[Begin DATASET RECORDS]

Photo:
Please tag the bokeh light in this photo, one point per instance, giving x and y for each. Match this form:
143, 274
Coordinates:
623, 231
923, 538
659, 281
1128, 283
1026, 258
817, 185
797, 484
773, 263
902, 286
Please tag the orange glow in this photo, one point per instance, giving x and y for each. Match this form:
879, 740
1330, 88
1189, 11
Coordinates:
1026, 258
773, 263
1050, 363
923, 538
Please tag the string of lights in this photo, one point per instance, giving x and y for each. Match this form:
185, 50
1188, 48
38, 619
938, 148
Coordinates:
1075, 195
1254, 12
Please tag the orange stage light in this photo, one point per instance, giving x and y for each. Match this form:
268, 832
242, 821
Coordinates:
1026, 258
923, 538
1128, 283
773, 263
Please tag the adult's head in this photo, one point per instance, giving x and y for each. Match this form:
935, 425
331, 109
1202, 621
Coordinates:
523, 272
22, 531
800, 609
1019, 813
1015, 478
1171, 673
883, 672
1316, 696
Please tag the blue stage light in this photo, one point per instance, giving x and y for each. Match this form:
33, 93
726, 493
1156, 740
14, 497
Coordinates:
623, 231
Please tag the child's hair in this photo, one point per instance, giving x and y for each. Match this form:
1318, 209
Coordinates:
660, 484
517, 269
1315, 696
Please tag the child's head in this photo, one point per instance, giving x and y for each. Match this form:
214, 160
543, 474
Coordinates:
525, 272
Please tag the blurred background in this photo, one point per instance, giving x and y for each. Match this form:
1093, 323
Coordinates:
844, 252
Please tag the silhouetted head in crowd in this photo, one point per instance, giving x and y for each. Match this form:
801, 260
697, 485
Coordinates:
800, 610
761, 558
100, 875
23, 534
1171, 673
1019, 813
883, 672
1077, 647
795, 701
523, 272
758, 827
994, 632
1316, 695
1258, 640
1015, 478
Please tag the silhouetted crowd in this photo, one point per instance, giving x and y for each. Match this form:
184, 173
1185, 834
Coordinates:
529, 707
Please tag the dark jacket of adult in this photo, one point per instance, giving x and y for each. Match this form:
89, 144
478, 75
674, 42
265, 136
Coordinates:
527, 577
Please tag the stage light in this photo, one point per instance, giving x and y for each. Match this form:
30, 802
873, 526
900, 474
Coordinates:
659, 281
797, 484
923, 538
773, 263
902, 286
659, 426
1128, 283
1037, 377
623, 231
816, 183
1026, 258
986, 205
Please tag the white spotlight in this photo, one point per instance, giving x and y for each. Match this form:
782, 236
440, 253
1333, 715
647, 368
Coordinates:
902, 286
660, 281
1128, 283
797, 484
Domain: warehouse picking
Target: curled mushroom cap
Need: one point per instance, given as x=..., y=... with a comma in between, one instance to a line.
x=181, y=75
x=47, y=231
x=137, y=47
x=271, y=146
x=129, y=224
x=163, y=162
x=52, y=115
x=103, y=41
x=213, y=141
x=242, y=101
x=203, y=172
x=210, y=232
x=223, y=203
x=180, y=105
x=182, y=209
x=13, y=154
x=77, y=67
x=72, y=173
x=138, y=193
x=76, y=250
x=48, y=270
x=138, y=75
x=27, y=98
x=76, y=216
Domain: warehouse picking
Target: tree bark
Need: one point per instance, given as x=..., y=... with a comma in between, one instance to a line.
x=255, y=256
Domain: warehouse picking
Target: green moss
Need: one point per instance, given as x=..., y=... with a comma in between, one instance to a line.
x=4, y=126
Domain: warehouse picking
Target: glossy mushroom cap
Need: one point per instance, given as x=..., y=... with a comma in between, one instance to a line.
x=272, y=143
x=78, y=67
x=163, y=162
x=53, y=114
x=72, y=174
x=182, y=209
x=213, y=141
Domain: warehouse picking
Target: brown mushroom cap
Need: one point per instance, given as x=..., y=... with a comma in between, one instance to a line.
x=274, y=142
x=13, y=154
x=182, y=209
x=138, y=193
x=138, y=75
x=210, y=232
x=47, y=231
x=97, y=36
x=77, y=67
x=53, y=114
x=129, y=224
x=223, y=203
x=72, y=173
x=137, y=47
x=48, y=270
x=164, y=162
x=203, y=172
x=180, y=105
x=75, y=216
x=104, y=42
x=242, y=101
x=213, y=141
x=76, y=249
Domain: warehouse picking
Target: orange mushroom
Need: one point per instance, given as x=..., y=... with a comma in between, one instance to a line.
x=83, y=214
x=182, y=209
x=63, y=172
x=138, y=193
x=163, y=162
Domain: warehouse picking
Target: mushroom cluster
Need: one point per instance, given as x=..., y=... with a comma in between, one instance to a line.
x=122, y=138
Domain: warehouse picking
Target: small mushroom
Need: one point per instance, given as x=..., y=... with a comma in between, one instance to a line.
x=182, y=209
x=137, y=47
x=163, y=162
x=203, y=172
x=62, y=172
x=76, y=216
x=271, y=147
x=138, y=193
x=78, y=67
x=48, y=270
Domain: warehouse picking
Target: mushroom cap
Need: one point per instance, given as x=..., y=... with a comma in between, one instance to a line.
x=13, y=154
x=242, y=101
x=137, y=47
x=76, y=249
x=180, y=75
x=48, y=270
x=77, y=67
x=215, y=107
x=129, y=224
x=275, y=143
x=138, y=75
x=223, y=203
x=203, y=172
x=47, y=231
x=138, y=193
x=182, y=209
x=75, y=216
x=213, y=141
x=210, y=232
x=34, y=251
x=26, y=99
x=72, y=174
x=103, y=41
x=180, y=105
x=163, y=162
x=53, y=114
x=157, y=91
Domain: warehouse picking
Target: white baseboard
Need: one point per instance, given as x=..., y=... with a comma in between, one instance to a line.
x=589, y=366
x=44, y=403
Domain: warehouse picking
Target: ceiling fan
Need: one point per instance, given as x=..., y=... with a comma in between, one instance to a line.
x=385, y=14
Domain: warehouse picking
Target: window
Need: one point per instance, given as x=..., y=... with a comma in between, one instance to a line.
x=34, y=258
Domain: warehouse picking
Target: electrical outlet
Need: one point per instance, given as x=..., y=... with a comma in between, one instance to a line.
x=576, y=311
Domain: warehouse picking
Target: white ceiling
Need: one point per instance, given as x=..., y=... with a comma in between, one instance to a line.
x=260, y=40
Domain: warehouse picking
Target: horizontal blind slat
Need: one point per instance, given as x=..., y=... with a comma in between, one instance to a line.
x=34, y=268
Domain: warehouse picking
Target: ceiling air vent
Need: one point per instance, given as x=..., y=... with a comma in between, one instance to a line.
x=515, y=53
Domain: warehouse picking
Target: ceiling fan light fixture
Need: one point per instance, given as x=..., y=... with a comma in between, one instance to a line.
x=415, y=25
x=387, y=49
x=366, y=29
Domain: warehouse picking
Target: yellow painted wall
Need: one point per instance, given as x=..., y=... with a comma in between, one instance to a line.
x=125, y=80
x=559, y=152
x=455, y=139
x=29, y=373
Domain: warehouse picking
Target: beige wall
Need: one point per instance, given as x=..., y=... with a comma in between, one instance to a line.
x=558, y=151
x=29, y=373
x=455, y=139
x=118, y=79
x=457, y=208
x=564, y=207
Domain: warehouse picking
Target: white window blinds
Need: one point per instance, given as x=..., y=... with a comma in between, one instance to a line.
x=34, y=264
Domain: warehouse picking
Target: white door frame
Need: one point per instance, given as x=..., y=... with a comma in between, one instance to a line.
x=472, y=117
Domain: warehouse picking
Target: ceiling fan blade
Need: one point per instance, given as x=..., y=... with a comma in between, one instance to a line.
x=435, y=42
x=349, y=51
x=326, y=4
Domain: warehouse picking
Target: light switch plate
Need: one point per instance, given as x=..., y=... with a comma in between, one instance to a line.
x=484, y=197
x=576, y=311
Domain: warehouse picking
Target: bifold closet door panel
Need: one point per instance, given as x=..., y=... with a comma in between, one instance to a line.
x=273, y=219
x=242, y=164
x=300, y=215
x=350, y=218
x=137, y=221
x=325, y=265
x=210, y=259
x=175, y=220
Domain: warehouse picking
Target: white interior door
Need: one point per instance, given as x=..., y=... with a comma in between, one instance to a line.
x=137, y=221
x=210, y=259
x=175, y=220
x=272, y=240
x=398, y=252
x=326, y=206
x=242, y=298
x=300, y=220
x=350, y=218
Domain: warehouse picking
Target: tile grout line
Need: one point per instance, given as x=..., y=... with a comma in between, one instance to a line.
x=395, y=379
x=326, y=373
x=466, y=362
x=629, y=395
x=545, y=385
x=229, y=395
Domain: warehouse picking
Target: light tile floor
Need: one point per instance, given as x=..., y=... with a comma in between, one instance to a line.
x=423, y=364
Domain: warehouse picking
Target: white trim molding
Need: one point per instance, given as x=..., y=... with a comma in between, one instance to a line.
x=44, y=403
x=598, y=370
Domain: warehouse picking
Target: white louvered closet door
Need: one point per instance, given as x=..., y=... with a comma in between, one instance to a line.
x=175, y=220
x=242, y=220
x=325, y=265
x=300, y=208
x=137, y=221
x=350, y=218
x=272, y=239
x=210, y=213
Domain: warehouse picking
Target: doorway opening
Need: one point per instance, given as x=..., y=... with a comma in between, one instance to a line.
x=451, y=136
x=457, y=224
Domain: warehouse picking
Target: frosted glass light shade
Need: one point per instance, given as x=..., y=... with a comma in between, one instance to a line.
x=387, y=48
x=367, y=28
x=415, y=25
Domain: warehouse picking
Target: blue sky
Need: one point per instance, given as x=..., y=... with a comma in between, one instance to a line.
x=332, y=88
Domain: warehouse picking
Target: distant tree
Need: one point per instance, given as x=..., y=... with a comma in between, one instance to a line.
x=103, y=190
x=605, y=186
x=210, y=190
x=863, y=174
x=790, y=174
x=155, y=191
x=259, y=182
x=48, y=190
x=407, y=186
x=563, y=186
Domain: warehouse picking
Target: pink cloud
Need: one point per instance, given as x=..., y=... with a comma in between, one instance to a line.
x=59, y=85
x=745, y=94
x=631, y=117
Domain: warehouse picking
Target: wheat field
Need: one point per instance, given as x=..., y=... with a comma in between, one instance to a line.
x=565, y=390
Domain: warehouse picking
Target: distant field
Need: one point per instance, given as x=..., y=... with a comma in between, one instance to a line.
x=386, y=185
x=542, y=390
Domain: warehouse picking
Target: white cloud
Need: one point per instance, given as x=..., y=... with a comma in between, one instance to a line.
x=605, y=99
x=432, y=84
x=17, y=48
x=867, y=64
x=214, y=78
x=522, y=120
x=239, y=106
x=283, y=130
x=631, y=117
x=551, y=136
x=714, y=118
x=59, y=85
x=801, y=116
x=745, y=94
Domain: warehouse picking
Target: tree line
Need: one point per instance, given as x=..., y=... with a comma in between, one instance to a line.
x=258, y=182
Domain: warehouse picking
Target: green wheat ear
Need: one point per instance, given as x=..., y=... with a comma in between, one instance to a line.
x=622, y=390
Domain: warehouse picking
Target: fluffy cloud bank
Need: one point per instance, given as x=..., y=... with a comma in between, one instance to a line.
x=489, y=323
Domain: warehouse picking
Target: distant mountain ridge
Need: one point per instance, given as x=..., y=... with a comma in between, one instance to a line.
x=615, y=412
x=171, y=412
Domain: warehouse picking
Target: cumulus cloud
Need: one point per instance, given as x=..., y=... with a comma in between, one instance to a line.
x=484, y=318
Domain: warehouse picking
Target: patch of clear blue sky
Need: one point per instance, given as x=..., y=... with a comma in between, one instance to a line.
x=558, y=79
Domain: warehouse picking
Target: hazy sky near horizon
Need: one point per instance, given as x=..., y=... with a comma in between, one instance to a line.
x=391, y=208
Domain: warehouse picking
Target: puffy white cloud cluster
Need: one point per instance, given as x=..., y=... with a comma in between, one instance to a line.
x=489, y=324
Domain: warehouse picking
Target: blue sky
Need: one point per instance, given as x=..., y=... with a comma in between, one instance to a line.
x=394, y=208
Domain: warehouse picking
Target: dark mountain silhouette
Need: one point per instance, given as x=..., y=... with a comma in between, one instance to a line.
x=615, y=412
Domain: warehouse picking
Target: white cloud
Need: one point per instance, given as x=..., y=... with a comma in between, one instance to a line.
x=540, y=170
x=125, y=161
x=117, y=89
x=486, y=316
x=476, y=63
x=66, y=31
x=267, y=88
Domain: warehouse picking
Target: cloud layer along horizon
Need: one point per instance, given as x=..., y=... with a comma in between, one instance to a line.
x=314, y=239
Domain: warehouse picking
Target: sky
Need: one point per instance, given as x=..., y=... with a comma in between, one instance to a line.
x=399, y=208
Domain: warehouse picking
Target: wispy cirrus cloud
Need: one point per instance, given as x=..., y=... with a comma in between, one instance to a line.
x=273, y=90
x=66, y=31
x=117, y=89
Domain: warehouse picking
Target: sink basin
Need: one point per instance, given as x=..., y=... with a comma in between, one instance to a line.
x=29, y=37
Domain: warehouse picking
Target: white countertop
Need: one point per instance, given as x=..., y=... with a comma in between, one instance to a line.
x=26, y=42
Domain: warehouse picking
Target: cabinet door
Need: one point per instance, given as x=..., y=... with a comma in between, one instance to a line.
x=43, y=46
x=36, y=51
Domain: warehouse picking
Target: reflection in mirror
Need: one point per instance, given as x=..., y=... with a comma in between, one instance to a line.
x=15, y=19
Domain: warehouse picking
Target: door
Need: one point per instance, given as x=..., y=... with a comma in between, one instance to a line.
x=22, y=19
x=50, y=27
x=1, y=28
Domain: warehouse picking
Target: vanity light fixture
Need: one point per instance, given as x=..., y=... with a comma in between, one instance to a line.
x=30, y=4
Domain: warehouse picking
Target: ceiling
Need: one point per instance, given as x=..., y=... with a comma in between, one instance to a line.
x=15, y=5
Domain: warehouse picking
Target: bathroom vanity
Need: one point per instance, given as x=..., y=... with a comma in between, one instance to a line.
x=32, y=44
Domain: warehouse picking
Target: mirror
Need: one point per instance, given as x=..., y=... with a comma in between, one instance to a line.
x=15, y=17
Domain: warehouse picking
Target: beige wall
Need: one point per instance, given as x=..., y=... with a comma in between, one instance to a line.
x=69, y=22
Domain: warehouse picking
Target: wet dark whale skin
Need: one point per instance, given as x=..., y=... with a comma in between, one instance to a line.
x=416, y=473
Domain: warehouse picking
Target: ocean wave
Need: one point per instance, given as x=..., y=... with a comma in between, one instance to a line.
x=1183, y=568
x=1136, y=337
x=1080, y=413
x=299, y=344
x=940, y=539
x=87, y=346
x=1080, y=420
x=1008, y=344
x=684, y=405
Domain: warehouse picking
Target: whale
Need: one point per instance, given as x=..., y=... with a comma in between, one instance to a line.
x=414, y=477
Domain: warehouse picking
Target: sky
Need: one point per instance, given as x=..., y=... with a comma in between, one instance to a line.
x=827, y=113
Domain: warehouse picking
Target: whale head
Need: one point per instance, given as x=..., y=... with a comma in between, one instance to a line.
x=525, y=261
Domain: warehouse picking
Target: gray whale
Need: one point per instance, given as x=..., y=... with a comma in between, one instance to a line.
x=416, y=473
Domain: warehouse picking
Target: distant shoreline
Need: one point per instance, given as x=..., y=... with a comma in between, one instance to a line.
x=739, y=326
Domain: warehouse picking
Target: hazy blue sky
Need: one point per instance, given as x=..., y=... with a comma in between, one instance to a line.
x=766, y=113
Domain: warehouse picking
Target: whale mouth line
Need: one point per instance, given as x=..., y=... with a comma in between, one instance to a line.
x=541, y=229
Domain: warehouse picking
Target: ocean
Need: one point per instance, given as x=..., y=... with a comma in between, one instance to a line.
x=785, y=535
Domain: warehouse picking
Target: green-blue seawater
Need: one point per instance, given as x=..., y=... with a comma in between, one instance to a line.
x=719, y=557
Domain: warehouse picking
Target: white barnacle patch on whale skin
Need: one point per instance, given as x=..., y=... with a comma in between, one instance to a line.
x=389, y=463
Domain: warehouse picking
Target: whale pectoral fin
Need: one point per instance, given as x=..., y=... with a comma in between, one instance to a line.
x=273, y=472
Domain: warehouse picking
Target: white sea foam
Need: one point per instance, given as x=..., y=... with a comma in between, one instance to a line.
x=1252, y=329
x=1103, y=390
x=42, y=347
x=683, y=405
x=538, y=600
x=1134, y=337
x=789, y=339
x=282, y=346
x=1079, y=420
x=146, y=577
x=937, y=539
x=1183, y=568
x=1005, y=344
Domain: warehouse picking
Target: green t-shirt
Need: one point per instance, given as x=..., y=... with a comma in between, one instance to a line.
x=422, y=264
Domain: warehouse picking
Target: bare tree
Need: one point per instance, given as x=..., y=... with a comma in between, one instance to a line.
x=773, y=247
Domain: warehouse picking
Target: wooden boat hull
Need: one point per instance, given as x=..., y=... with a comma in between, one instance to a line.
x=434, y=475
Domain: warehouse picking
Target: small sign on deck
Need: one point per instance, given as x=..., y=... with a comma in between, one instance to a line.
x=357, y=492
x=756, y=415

[End DATASET RECORDS]

Pull out each line in the records that contains the string "crowd", and copy those lines unchanged.

Please tag the silhouetted head in crowd in this photo, one point per instance, giving x and y for each. Match this form:
Please tag the silhouetted crowd in this photo, one point per instance, giving x and y for each. Match this form:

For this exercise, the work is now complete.